Copy the listing below, changing "wet ground" to "wet pavement" wherever it occurs and leaving everything else as it is.

• • • • •

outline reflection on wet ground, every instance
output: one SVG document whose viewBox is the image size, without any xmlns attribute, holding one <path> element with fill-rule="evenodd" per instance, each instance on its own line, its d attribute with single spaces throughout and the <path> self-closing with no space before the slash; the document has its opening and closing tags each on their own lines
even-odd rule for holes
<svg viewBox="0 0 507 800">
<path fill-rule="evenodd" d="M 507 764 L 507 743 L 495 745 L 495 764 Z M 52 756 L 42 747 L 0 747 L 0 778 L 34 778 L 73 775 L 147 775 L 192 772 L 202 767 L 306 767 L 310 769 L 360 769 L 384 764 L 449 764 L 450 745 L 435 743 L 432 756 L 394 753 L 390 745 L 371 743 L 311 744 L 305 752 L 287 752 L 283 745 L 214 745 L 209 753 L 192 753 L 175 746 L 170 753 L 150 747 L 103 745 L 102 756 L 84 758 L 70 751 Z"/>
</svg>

• • • • •

Reply to the task »
outline reflection on wet pavement, every instance
output: one SVG document whose viewBox is the image size, without any xmlns attribute, holding one <path> element with fill-rule="evenodd" per instance, each instance on its own line, its d attribute with single spaces throughout and the <path> self-closing with no space before the slash; the document has its opening and closing tags each on their own lines
even-odd rule for holes
<svg viewBox="0 0 507 800">
<path fill-rule="evenodd" d="M 507 764 L 507 743 L 495 745 L 495 764 Z M 52 756 L 42 747 L 0 747 L 0 778 L 34 778 L 73 775 L 147 775 L 192 772 L 202 767 L 306 767 L 310 769 L 360 769 L 384 764 L 449 764 L 450 745 L 435 743 L 432 756 L 394 753 L 390 745 L 371 743 L 311 744 L 305 752 L 287 752 L 283 745 L 214 745 L 209 753 L 192 753 L 175 746 L 170 753 L 150 747 L 103 745 L 102 756 L 84 758 L 70 751 Z"/>
</svg>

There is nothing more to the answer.